Reading text:
A bit of a rant about education!

I always enjoyed being a teacher. Well, okay, there were certain times with certain classes when I seriously wondered what I was doing and if I could stand it. That goes without saying really whatever kind of job you have. On the whole, though, I felt lucky that i could earn my living doing something that mostly I got a load of pleasure from.

I loved teaching those first year (year 7) classes, introducing them to a foreign language and seeing them having fun with words. Even the dreaded third years (year 9) had their moments, when I managed to get them to see the point of whatever it was we were struggling to get our heads round. I had great fun organising weekend residential courses to get a bunch of bright fourth year (year 10) kids from schools all over the borough to spend a few days doing all their activities, even eating meals and playing sports, in a foreign language. And when they put up the school leaving age and youngsters who had previously been able to leave at age 15 now had to stay on into fifth form (year 11) even though they were it academically up to taking the exams, it was an interesting challenge to devise something to keep them motivated in the classroom. Teaching sixth form was probably the best: seeing them prepared for the next stage. All good.

Prompt 1:
Rewrite the paragraph in the piece about teaching that begins "I always enjoyed being a teacher" as a shorter version that keeps its main facts.
Prompt 2:
From the piece about teaching, give again the passage starting at "I always enjoyed" and ending at "of pleasure from.".
Prompt 3:
According to the piece about teaching, why was teaching sixth form probably the best? Answer in one to three sentences.
You can do this work without the stored records.

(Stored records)

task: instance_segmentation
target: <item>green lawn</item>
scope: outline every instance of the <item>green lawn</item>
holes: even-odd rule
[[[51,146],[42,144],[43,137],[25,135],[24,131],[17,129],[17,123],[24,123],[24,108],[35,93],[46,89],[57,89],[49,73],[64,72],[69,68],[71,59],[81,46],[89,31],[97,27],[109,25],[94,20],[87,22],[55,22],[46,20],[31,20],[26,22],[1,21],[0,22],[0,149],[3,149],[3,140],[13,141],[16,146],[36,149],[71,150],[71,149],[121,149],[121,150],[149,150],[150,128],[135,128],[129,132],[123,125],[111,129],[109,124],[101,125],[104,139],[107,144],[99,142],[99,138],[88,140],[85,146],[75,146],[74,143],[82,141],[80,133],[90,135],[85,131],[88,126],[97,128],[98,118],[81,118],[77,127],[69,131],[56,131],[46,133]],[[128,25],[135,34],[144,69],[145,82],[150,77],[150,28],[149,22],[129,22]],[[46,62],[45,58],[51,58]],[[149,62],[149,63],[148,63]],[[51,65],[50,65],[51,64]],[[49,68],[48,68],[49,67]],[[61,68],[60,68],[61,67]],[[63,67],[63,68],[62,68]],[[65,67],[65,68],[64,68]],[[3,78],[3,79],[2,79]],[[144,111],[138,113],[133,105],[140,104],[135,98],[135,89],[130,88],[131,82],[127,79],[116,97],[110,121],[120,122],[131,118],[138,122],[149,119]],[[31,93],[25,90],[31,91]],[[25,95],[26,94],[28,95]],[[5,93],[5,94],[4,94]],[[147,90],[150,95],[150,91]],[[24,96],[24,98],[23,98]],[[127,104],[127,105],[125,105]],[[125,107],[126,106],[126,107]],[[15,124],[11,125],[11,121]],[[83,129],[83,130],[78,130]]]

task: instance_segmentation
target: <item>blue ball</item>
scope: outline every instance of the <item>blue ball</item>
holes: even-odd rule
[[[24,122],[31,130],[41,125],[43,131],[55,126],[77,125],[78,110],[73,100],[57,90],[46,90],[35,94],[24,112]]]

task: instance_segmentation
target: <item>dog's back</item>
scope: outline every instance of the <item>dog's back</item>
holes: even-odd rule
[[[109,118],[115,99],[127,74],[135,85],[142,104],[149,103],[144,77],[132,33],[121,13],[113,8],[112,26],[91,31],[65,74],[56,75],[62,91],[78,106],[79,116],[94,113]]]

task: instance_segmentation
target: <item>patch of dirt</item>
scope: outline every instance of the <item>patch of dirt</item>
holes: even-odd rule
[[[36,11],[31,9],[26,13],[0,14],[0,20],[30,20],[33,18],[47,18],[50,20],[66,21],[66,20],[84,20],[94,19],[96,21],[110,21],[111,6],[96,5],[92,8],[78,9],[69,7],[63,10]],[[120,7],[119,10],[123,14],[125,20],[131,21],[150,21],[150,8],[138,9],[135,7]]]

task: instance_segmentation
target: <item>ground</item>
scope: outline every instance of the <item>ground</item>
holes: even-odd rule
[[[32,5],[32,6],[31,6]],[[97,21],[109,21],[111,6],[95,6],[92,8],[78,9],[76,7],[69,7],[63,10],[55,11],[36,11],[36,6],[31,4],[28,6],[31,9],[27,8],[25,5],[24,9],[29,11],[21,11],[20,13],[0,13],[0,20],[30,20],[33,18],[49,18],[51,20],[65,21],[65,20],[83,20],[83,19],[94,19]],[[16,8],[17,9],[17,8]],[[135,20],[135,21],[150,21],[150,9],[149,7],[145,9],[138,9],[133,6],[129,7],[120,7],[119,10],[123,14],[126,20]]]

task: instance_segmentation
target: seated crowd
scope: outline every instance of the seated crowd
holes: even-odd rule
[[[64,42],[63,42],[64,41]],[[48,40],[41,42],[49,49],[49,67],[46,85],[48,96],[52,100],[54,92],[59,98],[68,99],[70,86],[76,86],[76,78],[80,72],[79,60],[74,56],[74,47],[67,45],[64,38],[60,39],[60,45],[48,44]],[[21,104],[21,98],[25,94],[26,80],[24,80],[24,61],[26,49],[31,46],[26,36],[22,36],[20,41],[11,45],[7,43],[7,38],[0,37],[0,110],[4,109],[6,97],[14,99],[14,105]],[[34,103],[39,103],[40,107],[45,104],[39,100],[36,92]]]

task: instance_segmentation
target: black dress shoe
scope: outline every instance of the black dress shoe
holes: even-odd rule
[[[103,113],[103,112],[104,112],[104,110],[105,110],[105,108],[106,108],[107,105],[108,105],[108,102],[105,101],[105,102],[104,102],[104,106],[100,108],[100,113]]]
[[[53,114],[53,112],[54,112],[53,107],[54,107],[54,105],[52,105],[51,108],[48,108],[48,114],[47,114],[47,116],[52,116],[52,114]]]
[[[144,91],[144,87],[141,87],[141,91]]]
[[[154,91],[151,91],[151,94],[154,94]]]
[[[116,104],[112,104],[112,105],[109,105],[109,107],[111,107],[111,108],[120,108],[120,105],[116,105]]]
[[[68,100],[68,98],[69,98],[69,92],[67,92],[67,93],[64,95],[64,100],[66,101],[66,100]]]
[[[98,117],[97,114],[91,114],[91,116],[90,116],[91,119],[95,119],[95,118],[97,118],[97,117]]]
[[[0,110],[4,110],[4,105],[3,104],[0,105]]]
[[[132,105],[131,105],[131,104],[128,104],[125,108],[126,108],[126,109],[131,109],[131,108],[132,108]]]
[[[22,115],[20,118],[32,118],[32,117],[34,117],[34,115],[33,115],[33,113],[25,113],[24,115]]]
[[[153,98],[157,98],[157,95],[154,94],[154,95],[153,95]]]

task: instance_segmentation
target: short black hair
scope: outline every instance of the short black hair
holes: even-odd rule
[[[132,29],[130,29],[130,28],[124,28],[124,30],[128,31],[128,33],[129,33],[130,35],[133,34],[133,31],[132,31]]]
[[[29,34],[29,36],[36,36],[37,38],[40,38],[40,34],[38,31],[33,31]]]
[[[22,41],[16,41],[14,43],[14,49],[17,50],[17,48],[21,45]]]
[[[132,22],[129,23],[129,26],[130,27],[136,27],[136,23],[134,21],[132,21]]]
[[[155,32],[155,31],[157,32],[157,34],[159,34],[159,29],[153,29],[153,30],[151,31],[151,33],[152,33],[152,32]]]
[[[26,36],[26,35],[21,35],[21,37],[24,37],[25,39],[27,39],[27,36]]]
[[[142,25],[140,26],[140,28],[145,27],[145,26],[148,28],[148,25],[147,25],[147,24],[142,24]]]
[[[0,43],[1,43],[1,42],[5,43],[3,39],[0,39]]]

Exercise output 1:
The writer always enjoyed teaching. Some classes made them wonder what they were doing and whether they could stand it, but that is true of any job. On the whole, they felt lucky to earn a living doing something that mostly gave them a lot of pleasure.

Exercise output 2:
I always enjoyed being a teacher. Well, okay, there were certain times with certain classes when I seriously wondered what I was doing and if I could stand it. That goes without saying really whatever kind of job you have. On the whole, though, I felt lucky that i could earn my living doing something that mostly I got a load of pleasure from.

Exercise output 3:
Teaching sixth form was probably the best because the writer got to see the students prepared for the next stage.